### TASK TO COMPLETE
Using the data below, copy every line that contains the word "woman".

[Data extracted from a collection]
****************************************
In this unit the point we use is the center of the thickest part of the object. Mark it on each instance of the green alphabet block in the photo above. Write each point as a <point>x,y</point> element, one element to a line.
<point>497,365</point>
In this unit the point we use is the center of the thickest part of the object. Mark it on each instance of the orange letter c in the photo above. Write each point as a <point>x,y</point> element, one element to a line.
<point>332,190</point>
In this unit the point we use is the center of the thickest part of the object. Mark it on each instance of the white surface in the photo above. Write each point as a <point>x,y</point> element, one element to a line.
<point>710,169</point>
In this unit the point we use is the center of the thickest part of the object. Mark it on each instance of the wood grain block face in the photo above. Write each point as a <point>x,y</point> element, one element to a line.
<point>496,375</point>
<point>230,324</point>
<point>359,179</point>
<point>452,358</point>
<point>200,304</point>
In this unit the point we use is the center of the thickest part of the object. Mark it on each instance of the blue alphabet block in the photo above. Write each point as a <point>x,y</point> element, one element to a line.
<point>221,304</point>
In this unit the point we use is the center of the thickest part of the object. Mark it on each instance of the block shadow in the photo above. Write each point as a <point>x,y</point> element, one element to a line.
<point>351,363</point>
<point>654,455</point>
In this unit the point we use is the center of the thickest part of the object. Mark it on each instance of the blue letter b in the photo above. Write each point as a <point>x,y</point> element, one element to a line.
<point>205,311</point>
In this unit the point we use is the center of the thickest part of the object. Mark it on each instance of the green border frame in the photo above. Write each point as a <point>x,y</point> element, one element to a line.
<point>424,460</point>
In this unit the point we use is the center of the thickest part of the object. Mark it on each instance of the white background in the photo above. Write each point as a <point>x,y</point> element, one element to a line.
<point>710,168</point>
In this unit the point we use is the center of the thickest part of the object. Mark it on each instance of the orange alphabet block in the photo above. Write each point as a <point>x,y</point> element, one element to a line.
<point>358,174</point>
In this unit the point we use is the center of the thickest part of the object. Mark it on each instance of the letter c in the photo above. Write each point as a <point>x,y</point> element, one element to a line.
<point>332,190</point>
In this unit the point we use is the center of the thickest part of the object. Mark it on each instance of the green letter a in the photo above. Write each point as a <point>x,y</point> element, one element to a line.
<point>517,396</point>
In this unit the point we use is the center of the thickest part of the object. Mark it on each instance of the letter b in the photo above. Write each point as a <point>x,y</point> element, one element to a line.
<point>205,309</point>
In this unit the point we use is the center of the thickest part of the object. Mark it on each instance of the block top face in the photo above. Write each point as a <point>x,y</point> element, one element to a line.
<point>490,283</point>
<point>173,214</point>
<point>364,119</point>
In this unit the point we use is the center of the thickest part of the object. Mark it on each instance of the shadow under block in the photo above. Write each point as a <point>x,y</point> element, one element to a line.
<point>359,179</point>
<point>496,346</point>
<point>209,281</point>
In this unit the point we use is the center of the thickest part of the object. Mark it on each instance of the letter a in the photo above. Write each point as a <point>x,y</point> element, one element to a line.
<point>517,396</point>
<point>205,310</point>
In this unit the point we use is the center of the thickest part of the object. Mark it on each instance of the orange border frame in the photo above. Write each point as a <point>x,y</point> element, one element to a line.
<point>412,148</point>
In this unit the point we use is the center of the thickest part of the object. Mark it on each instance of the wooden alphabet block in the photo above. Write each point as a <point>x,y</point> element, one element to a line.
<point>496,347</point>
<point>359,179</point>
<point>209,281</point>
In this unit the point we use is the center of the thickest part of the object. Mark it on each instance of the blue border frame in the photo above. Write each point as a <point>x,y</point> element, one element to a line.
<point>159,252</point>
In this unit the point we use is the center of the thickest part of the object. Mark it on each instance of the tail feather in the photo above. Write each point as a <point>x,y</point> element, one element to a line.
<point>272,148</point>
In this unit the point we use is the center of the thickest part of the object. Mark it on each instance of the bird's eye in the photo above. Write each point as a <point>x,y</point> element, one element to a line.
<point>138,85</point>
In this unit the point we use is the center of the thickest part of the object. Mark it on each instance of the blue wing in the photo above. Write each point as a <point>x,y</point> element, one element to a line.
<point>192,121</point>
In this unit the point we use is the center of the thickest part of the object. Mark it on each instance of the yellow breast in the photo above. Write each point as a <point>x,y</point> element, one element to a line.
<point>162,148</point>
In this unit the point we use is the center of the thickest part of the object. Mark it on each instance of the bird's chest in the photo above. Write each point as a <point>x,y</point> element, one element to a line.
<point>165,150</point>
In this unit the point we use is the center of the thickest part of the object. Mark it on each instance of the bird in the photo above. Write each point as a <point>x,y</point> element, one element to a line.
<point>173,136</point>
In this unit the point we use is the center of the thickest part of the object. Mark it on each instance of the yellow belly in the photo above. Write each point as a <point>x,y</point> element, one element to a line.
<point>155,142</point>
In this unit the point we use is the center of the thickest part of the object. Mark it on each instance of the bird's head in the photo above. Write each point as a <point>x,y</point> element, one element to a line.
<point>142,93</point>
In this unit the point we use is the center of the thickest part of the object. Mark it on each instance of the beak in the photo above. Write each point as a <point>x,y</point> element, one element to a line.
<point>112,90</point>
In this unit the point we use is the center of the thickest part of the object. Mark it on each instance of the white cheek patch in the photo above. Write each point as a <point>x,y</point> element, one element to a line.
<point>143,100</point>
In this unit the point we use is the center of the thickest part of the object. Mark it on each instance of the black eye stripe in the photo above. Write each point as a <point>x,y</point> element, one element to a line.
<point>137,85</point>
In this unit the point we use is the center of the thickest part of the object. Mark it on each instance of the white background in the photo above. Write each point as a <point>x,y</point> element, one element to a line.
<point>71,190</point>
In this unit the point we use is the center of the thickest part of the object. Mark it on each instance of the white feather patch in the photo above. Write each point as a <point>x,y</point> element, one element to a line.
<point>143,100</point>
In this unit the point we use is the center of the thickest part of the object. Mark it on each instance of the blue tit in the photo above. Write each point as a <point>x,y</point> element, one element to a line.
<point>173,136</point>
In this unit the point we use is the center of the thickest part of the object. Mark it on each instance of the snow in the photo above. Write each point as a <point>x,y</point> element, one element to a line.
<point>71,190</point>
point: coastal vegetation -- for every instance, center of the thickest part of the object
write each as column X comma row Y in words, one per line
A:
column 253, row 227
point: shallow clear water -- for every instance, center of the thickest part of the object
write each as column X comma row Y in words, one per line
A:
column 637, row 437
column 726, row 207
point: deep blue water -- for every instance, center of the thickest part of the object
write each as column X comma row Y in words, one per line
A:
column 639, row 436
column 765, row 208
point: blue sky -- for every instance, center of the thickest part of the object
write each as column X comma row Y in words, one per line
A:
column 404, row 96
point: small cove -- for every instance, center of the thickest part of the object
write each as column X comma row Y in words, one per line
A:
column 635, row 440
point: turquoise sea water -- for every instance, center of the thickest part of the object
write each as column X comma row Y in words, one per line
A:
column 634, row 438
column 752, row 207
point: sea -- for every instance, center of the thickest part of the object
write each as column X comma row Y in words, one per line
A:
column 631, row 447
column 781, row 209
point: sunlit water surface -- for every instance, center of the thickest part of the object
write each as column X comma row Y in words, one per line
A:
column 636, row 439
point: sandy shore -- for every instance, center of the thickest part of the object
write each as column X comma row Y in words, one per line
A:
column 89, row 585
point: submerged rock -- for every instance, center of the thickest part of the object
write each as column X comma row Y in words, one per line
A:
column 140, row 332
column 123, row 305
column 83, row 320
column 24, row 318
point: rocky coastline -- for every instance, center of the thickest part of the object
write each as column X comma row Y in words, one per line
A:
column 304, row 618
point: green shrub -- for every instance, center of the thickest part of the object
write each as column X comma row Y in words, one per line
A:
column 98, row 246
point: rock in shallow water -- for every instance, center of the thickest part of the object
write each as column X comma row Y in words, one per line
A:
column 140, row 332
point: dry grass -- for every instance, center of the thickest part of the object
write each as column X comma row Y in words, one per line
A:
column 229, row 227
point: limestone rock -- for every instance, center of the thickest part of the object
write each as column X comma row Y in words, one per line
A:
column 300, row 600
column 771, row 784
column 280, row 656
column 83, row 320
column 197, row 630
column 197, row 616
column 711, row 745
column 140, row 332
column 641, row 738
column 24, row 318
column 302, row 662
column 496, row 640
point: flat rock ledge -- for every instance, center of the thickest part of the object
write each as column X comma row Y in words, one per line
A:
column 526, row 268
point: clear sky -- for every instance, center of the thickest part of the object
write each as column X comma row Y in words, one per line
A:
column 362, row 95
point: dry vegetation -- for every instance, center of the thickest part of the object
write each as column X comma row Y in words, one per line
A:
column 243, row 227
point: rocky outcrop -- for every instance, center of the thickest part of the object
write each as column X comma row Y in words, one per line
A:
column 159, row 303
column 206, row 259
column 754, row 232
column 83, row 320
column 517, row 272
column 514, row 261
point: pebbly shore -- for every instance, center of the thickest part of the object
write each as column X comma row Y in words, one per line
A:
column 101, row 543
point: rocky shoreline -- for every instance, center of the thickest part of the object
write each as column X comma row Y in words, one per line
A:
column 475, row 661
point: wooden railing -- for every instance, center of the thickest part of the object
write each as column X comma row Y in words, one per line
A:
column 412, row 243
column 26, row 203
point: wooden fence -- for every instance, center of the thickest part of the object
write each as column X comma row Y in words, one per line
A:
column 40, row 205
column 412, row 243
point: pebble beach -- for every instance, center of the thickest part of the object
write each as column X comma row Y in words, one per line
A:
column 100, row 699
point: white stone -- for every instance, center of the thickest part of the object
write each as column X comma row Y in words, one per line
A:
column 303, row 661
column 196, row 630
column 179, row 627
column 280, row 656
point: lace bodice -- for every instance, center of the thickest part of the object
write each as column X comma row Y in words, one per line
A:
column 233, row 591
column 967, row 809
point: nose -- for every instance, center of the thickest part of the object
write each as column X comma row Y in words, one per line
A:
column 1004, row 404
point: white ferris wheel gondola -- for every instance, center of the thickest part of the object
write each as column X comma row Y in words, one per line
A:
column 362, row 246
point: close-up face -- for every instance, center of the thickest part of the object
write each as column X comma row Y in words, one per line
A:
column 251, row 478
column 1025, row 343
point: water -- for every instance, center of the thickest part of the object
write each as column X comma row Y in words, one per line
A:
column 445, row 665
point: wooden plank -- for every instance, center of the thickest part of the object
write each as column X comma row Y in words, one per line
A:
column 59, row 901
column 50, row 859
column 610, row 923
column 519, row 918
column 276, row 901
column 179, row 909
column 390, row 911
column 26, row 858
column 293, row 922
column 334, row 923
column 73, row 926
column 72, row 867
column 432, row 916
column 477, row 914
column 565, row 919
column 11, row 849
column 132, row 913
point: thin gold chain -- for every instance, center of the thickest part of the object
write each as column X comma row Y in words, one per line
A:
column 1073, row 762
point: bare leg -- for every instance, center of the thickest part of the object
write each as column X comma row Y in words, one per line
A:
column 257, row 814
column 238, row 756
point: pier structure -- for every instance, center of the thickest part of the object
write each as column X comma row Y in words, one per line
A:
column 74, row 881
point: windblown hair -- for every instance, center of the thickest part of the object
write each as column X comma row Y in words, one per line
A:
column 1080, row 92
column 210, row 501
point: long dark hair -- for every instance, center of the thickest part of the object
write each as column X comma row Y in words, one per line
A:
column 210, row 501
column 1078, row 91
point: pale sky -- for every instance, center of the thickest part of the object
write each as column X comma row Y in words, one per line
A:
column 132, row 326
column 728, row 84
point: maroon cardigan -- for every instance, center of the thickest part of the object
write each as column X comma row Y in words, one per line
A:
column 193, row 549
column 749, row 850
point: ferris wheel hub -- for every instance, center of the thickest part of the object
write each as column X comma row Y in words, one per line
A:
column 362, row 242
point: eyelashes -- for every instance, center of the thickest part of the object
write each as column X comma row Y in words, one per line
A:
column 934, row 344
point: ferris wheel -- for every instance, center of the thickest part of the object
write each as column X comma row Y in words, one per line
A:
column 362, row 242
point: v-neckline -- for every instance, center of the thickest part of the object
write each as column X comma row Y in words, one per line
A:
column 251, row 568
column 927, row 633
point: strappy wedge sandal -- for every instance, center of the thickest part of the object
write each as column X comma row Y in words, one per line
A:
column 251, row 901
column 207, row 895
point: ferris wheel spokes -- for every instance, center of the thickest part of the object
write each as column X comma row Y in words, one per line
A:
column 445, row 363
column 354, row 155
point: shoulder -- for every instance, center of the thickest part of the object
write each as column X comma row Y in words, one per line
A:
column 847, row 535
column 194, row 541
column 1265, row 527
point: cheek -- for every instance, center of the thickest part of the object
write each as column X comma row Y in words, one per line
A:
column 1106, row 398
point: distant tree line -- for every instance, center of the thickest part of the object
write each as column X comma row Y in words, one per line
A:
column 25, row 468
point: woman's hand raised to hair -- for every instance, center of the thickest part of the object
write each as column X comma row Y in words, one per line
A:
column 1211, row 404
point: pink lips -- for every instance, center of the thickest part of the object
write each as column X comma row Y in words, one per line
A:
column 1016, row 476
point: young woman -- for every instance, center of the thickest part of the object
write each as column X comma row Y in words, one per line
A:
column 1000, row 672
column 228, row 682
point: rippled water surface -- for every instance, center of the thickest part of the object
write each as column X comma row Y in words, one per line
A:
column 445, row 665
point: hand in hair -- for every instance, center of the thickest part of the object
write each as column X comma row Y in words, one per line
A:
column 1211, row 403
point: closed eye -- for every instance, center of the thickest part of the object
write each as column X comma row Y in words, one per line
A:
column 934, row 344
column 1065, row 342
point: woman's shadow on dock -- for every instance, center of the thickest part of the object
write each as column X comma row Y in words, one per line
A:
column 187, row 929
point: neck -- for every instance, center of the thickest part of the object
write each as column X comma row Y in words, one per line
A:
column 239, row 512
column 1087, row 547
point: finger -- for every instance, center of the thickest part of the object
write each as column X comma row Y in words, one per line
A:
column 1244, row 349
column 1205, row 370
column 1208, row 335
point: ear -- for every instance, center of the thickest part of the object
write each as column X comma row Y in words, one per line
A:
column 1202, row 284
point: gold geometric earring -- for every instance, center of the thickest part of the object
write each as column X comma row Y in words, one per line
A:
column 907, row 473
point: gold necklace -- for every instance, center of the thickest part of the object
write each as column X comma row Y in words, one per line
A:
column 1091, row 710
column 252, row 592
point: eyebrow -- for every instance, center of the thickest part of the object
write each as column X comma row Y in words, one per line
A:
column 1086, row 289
****************************************
### REPLY TO THE EXERCISE
point: woman's hand raised to hair -- for every instance, center of the thickest part of the object
point: young woman -- for every instance, center of the thickest part of the object
point: woman's shadow on dock -- for every instance, center of the thickest part of the object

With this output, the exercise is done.